### Short task
Transcribe the lines in the entries below verbatim, from the line containing "the green vegetation" through the line containing "Target: white foam", with both of those lines included. Copy nothing outside that stretch.

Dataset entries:
========================================================================

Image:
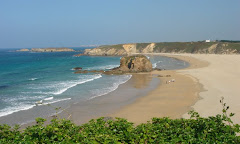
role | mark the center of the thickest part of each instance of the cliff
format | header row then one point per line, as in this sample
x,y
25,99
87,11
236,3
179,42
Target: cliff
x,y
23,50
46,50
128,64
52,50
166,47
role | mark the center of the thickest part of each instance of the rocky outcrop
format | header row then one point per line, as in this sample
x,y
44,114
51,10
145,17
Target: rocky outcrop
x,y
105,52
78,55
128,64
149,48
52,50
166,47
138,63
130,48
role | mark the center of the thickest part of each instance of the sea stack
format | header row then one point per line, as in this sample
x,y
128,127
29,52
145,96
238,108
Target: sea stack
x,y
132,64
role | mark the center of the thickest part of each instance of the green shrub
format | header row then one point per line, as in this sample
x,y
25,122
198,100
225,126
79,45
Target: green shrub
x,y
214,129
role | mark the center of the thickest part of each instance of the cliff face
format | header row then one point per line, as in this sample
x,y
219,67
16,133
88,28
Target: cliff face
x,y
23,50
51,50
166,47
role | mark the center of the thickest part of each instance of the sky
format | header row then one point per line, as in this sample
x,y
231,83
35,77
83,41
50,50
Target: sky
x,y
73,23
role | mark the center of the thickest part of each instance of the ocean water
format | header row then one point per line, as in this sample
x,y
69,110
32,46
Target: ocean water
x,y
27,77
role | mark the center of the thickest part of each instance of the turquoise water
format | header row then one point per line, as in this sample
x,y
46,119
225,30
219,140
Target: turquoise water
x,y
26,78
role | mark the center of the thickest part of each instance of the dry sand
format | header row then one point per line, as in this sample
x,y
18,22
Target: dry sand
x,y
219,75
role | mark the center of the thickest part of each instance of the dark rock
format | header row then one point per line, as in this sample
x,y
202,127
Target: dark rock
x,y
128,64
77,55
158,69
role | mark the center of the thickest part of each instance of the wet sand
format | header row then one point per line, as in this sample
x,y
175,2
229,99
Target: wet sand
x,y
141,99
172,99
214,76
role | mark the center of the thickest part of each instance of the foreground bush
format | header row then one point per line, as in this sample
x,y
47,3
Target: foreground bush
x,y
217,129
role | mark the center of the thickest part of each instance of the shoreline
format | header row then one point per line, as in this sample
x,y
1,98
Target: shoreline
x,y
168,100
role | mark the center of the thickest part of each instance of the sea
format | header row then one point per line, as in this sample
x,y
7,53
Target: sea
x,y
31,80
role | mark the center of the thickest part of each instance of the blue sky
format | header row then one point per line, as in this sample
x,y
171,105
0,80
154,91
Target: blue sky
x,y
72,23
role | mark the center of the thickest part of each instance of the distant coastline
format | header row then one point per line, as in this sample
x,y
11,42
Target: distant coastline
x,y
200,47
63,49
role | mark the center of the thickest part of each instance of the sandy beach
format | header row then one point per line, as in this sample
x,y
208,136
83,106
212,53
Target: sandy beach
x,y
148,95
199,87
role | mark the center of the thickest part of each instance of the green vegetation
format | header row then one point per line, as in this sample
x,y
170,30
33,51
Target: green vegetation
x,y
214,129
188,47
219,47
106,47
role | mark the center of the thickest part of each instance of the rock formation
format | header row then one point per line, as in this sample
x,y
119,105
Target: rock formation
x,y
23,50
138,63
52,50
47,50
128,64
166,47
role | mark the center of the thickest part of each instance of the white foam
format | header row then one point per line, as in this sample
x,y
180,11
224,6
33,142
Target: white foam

========================================================================

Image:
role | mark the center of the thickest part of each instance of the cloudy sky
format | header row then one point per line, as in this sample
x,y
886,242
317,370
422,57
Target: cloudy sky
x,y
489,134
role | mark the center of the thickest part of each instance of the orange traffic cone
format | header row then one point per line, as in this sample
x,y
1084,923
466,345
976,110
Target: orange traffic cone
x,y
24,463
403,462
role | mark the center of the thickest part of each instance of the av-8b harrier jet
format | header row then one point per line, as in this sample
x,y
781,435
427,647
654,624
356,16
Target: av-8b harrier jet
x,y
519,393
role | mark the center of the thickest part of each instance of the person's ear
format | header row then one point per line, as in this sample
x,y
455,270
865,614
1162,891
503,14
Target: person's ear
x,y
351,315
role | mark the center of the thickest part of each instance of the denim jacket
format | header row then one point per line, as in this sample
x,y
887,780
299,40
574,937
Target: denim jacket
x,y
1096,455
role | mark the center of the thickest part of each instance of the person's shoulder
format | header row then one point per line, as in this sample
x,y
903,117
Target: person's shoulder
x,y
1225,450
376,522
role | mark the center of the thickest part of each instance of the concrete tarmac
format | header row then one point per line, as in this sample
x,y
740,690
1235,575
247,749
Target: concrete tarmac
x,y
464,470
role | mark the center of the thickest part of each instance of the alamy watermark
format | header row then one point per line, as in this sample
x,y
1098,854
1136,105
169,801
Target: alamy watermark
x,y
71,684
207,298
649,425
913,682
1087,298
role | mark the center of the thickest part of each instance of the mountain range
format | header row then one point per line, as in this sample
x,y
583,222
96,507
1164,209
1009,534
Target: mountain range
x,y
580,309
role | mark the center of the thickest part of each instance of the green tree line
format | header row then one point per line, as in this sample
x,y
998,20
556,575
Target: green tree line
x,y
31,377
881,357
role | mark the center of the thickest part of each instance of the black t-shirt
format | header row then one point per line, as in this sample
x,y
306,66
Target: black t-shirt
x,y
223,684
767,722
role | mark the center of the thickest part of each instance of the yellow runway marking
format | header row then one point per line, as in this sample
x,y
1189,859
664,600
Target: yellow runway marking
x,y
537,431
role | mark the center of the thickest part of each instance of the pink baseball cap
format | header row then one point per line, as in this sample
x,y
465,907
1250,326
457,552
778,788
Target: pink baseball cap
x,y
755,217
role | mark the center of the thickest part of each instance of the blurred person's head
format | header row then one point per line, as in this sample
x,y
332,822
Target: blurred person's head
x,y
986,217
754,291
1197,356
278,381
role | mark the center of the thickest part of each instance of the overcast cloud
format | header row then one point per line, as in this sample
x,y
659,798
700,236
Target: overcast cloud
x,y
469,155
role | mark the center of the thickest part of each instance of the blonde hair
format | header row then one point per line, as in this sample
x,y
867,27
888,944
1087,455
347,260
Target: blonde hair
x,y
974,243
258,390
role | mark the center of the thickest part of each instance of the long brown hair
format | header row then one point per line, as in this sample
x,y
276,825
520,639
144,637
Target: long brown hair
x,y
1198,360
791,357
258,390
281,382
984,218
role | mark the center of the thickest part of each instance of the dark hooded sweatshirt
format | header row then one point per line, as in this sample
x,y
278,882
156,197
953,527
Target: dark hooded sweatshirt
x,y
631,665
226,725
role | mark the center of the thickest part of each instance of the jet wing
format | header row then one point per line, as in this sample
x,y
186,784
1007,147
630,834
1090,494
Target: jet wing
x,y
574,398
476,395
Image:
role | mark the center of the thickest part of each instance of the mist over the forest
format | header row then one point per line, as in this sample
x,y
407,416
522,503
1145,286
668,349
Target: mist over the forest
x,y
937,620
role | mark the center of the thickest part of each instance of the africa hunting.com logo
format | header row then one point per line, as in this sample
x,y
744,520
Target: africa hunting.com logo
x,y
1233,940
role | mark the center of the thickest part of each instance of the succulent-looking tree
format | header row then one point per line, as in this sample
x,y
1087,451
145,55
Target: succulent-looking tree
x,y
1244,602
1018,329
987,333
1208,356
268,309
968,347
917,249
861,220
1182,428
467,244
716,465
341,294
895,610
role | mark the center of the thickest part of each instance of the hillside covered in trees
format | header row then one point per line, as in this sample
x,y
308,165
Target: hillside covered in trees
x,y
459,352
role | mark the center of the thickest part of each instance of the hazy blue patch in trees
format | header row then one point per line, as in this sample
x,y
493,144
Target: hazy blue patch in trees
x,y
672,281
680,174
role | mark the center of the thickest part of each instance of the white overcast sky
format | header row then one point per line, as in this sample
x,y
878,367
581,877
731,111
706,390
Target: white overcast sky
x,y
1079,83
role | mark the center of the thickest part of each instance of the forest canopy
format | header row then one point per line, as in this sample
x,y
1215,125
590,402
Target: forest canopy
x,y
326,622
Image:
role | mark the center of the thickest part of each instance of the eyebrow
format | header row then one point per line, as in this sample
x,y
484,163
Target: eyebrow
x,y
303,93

========================================================================

### Written answer
role | mark the center of the thickest part of each instance of the green vegetation
format | header row then one point per line, as in this sample
x,y
170,30
33,51
Target: green vegetation
x,y
214,129
188,47
219,47
106,47
role | mark the center of the thickest part of each instance of the rock formation
format | header row then one point per line, as in this sample
x,y
119,105
Target: rock formation
x,y
23,50
138,63
52,50
47,50
128,64
166,47
role | mark the center of the thickest part of each instance of the white foam
format | header row then one point per line, as in this sample
x,y
180,11
224,6
33,142
Target: white foam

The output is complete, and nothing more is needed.